Gather every row below that contains the string "fingers" and copy each one in full.

* **Stored data**
________________

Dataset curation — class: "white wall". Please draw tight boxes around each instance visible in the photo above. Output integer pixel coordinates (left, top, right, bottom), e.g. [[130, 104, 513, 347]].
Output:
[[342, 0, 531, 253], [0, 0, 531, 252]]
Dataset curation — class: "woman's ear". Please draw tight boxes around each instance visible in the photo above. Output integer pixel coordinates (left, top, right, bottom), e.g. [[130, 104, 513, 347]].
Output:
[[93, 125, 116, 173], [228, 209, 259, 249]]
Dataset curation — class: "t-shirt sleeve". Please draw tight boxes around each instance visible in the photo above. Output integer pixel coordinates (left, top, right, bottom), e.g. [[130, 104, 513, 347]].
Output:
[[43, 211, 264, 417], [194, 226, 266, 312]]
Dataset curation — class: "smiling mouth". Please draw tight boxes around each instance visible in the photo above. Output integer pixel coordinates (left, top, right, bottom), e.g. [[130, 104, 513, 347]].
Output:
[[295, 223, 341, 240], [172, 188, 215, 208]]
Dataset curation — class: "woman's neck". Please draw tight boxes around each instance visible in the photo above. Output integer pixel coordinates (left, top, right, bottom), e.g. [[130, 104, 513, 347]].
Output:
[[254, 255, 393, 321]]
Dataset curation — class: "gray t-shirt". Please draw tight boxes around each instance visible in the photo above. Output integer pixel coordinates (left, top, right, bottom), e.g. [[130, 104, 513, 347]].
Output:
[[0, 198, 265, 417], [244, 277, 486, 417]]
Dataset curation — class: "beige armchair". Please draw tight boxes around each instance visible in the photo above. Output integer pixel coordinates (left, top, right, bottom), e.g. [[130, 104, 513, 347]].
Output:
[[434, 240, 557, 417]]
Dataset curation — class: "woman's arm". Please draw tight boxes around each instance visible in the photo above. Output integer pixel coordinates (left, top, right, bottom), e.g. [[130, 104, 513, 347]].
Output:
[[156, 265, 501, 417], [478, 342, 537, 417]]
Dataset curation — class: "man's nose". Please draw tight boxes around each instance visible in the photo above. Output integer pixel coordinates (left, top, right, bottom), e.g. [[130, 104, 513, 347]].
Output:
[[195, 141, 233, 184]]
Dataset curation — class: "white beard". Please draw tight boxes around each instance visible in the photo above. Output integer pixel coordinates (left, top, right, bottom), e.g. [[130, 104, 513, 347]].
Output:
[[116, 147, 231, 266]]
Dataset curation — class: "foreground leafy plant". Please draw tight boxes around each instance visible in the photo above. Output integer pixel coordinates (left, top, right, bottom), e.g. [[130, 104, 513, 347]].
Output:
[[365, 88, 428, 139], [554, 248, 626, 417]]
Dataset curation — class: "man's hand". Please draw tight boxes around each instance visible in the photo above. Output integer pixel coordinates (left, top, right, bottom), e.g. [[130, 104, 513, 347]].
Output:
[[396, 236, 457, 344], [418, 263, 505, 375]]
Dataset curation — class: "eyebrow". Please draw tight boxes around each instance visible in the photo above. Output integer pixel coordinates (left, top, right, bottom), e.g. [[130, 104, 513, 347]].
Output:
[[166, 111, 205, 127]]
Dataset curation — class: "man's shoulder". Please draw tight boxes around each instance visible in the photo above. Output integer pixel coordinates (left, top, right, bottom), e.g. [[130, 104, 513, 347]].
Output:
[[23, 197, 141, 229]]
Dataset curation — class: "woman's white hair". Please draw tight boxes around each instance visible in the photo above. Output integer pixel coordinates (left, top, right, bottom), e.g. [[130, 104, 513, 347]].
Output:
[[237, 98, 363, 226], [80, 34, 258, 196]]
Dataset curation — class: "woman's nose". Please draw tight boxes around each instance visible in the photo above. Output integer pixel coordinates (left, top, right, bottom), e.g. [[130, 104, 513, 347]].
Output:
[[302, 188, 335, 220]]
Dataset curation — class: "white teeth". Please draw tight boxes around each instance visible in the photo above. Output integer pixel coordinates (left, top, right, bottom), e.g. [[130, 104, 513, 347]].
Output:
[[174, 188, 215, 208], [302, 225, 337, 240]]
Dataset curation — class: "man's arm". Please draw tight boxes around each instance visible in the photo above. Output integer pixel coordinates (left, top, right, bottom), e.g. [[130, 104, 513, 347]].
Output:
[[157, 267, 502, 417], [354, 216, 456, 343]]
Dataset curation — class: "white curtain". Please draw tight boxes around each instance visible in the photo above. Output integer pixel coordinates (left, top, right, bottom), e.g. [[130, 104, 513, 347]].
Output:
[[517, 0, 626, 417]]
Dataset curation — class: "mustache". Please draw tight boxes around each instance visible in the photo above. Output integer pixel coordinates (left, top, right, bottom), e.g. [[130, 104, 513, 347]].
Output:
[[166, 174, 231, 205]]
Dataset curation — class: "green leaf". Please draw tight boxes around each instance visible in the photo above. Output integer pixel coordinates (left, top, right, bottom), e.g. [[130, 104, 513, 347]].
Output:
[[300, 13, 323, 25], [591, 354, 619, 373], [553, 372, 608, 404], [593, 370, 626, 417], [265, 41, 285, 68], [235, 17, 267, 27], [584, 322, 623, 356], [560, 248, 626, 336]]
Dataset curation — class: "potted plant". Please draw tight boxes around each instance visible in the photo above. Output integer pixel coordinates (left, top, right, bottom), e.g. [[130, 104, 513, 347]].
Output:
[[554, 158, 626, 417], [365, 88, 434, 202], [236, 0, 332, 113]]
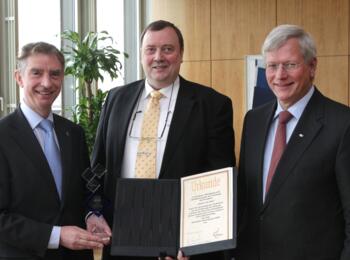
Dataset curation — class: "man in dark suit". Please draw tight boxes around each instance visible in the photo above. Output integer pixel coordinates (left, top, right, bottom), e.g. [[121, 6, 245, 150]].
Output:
[[87, 21, 235, 259], [236, 25, 350, 260], [0, 42, 103, 260]]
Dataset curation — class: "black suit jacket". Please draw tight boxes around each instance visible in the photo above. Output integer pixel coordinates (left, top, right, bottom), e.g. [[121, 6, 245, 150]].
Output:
[[0, 108, 92, 260], [92, 77, 235, 259], [236, 90, 350, 260]]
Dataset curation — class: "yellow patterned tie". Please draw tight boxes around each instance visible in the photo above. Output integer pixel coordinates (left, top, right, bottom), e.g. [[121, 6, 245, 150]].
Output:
[[135, 91, 163, 179]]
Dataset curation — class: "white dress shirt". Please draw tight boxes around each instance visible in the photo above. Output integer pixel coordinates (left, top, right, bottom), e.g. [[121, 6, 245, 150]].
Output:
[[121, 77, 180, 178]]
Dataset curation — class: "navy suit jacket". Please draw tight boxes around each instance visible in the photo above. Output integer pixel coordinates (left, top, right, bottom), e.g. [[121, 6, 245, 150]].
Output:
[[0, 108, 92, 260], [236, 89, 350, 260], [92, 77, 235, 259]]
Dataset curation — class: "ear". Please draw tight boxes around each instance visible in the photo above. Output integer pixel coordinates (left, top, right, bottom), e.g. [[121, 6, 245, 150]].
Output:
[[180, 50, 184, 63], [310, 58, 317, 78], [15, 69, 23, 87]]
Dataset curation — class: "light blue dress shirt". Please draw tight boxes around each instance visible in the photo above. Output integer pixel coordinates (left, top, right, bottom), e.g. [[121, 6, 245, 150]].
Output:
[[20, 101, 61, 249]]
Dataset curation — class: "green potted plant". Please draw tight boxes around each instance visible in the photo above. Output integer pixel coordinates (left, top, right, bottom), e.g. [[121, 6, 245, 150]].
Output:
[[62, 31, 128, 153]]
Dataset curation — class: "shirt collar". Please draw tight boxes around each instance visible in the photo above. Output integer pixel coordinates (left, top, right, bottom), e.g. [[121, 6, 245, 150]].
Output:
[[273, 86, 315, 120], [20, 100, 53, 129]]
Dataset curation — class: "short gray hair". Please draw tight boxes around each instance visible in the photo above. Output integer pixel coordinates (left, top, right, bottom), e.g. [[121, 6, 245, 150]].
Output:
[[17, 42, 65, 71], [261, 24, 317, 62]]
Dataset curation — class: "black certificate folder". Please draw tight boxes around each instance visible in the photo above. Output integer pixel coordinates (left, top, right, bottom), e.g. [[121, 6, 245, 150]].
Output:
[[111, 167, 237, 257]]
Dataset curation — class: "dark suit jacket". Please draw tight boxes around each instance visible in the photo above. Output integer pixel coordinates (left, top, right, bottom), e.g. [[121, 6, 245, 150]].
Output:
[[92, 77, 235, 259], [236, 90, 350, 260], [0, 109, 92, 260]]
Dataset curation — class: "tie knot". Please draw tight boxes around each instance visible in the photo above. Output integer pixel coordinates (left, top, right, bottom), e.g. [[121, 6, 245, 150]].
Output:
[[151, 90, 163, 100], [39, 119, 53, 133], [278, 110, 293, 124]]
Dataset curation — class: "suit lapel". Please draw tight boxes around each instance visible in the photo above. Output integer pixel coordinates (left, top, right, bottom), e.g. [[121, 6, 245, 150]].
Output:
[[113, 80, 145, 177], [253, 102, 277, 205], [159, 77, 195, 177], [54, 115, 73, 203], [11, 109, 58, 198], [264, 90, 324, 208]]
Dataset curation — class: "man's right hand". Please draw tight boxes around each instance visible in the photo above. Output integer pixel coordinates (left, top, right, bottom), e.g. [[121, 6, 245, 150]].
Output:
[[86, 214, 112, 245], [60, 226, 103, 250]]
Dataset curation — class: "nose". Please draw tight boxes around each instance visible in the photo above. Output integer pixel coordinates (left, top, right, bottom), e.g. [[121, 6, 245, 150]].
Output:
[[41, 73, 51, 88], [275, 64, 288, 78], [154, 48, 163, 61]]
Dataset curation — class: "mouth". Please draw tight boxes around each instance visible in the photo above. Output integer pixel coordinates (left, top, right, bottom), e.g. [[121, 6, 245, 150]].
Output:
[[36, 90, 54, 97], [273, 82, 294, 88], [152, 64, 168, 70]]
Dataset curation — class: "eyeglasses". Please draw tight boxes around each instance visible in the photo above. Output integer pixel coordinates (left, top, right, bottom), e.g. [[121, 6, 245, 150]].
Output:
[[266, 62, 303, 72]]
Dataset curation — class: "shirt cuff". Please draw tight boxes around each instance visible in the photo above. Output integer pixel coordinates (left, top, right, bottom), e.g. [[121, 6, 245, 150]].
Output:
[[47, 226, 61, 249]]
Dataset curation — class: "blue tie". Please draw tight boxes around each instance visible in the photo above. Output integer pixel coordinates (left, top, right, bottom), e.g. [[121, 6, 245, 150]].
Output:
[[39, 119, 62, 198]]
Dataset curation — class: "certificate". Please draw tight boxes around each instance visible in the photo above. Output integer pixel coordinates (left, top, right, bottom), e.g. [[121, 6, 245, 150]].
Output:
[[180, 168, 233, 248], [111, 168, 237, 257]]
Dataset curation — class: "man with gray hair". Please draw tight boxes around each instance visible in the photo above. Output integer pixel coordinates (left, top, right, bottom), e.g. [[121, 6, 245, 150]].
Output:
[[236, 25, 350, 260], [0, 42, 103, 260]]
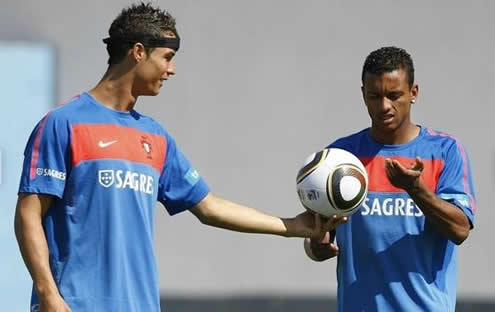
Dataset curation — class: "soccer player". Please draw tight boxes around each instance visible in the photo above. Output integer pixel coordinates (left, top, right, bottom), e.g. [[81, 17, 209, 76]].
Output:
[[15, 3, 337, 312], [305, 47, 475, 312]]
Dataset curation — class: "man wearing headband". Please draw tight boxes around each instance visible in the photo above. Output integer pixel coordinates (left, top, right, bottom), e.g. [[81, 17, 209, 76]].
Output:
[[15, 4, 342, 312]]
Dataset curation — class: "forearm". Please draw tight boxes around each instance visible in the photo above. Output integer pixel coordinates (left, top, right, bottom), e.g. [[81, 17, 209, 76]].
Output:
[[15, 205, 59, 299], [408, 183, 470, 245], [193, 195, 292, 236]]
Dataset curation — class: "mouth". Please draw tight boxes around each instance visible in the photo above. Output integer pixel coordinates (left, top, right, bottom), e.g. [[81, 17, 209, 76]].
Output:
[[378, 114, 394, 123]]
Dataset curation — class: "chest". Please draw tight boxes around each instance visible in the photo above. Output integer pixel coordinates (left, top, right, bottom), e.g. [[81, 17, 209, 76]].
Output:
[[70, 124, 166, 172]]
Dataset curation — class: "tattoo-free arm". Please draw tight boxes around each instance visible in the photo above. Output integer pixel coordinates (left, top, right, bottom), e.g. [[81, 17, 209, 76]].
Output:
[[14, 194, 70, 311]]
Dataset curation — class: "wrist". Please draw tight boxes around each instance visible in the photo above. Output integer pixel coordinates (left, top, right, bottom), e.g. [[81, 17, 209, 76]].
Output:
[[35, 285, 60, 301], [281, 218, 297, 237]]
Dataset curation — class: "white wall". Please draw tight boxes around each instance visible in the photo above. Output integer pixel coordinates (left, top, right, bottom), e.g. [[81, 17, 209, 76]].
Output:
[[0, 0, 495, 298]]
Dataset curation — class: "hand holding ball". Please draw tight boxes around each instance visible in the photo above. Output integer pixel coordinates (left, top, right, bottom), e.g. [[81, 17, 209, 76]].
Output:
[[296, 148, 368, 217]]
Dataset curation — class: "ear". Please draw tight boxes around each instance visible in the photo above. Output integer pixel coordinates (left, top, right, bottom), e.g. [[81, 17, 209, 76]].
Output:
[[409, 83, 419, 104], [131, 42, 147, 63]]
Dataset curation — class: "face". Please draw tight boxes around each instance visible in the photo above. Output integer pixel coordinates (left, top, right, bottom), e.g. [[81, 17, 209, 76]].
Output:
[[133, 44, 175, 95], [361, 69, 418, 137]]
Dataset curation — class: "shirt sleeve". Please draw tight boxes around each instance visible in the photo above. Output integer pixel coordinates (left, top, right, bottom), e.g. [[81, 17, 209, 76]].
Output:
[[19, 113, 70, 198], [437, 141, 476, 228], [158, 137, 210, 215]]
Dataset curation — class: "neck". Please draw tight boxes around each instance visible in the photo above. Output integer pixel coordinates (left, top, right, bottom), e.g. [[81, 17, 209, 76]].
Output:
[[370, 123, 421, 145], [89, 66, 137, 112]]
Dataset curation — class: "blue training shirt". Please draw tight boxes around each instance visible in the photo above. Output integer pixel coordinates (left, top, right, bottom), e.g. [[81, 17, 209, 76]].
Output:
[[330, 128, 475, 312], [19, 93, 209, 312]]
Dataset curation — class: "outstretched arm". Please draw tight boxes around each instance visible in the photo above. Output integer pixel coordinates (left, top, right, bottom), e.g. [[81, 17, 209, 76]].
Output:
[[14, 194, 70, 312], [385, 157, 471, 245], [191, 194, 340, 239]]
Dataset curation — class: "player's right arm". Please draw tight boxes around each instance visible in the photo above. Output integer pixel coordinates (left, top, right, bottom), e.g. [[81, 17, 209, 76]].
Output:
[[14, 193, 70, 312], [304, 229, 345, 262]]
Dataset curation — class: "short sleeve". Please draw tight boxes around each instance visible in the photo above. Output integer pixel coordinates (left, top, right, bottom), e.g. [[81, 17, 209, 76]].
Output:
[[437, 141, 475, 227], [158, 138, 210, 215], [19, 113, 70, 198]]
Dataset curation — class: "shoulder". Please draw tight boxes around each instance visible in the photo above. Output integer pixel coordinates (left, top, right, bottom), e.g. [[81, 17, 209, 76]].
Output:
[[43, 95, 84, 123], [327, 128, 369, 150], [424, 128, 467, 158]]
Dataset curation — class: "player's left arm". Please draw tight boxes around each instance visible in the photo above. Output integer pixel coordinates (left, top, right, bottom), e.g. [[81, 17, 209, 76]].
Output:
[[190, 193, 336, 239], [385, 157, 471, 245]]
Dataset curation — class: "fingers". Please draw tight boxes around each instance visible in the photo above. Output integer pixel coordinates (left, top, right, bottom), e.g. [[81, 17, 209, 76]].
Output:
[[323, 215, 348, 232], [411, 156, 425, 172], [328, 243, 339, 257]]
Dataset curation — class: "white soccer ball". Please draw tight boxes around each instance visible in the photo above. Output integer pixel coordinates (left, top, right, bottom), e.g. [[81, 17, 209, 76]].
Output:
[[297, 148, 368, 217]]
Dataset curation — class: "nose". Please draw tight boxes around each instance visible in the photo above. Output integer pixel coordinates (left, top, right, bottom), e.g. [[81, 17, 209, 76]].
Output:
[[167, 60, 175, 76], [378, 96, 392, 112]]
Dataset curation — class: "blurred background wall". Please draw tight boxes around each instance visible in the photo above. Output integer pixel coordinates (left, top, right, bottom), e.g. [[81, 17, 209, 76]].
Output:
[[0, 0, 495, 311]]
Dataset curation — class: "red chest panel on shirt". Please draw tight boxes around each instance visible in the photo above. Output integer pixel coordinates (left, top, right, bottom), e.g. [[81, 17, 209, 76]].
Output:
[[71, 124, 167, 172], [359, 156, 443, 192]]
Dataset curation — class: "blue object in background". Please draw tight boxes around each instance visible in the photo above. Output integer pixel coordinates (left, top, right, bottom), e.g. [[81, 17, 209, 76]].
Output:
[[0, 42, 55, 312]]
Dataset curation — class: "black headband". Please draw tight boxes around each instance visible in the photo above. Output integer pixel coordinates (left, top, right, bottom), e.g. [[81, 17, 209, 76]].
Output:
[[103, 37, 180, 51]]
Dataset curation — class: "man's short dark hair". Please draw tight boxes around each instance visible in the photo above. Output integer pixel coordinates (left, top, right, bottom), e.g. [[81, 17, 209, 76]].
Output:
[[361, 47, 414, 88], [107, 2, 179, 66]]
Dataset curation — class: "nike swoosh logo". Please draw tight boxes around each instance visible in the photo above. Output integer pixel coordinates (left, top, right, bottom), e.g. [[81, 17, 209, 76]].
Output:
[[98, 140, 117, 148]]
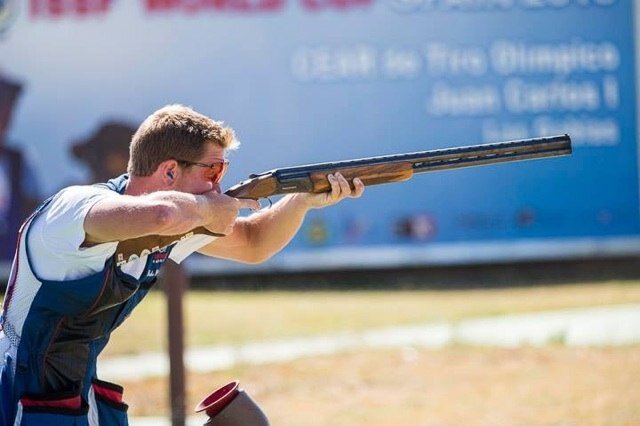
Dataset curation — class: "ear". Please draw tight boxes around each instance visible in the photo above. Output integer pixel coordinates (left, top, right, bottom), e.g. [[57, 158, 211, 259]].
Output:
[[158, 160, 180, 186]]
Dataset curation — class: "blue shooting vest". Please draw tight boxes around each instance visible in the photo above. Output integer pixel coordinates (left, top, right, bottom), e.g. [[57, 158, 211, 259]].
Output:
[[0, 175, 173, 426]]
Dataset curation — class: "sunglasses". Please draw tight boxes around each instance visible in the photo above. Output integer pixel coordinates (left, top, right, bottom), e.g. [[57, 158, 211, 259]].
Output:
[[176, 159, 229, 183]]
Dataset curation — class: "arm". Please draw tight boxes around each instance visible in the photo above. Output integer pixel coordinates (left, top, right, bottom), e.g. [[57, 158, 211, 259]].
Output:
[[199, 174, 364, 263], [84, 191, 258, 244]]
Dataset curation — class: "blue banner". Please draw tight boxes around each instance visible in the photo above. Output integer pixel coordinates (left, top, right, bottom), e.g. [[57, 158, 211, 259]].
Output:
[[0, 0, 640, 268]]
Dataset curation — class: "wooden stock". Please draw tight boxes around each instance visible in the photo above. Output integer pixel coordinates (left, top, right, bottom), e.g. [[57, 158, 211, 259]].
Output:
[[115, 161, 413, 265], [115, 226, 223, 265], [311, 161, 413, 193]]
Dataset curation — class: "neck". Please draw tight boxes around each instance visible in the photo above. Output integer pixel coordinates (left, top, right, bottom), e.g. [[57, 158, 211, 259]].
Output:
[[124, 175, 161, 195]]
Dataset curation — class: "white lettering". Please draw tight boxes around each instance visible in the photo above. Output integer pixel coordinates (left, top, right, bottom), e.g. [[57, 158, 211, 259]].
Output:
[[427, 83, 500, 116], [382, 49, 422, 78], [490, 40, 620, 75], [504, 79, 600, 113], [424, 43, 488, 76], [602, 75, 620, 109], [291, 45, 376, 82]]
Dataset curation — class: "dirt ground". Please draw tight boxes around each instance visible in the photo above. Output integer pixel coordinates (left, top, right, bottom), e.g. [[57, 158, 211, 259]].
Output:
[[119, 345, 640, 426]]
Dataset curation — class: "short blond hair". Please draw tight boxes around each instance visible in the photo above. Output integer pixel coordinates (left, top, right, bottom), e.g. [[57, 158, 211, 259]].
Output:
[[127, 104, 240, 176]]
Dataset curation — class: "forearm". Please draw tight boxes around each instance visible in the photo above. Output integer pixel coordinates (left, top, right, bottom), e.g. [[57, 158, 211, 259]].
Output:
[[241, 194, 310, 262], [84, 191, 212, 243], [148, 191, 212, 235]]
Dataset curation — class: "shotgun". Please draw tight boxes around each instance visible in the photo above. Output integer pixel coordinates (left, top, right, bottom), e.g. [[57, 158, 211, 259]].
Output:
[[116, 135, 571, 265]]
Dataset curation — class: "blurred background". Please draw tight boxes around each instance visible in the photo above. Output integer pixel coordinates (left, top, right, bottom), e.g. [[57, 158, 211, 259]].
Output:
[[0, 0, 640, 425]]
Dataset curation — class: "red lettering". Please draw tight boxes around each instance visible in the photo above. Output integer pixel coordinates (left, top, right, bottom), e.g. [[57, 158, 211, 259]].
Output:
[[29, 0, 112, 18], [146, 0, 180, 12]]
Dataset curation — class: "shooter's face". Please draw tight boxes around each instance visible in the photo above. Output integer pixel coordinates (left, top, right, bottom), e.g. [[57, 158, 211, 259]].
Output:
[[175, 144, 225, 194]]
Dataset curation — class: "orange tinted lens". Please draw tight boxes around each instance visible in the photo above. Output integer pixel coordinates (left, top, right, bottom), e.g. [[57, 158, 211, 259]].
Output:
[[204, 161, 229, 183]]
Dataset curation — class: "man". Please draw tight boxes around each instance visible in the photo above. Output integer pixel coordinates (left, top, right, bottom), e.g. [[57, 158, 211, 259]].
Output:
[[0, 105, 364, 425]]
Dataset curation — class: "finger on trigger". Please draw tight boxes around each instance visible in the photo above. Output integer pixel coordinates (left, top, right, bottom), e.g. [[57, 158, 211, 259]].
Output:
[[238, 198, 260, 210], [353, 178, 364, 197], [338, 173, 351, 195], [327, 175, 340, 200]]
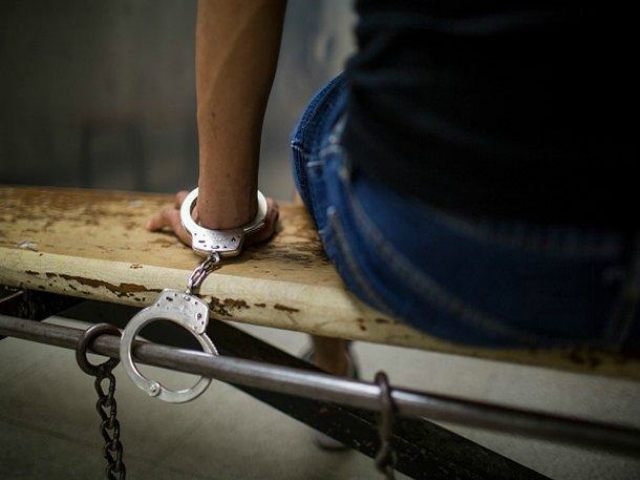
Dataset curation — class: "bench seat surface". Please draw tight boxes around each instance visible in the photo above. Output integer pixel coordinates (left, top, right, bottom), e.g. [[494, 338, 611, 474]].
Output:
[[0, 187, 640, 380]]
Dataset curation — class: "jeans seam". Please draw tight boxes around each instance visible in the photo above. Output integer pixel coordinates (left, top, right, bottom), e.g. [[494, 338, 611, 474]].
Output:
[[327, 207, 393, 316], [342, 148, 548, 344]]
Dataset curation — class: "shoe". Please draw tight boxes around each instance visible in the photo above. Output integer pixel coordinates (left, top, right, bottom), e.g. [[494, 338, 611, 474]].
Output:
[[302, 347, 360, 452]]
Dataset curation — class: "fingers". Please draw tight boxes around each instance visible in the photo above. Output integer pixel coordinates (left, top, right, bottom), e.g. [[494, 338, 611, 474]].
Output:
[[147, 207, 191, 245]]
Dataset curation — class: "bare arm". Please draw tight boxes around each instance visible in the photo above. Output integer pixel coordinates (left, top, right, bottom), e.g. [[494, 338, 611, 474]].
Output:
[[147, 0, 286, 240], [196, 0, 285, 229]]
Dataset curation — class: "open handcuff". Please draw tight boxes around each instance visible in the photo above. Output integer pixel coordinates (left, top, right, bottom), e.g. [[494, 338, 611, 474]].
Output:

________________

* **Worked solution**
Dataset curation — class: "fingers". Please draw tight boxes around each instance visible in the photo above. Output integer pixel coordinates (left, top, right, bottom), e.g. [[81, 17, 209, 76]].
Dataset curation — class: "fingers". Please draw tight boxes around each instance visible in the photo above. Output integer pixel coordinates (left, top, right, bottom), e.g. [[494, 338, 611, 474]].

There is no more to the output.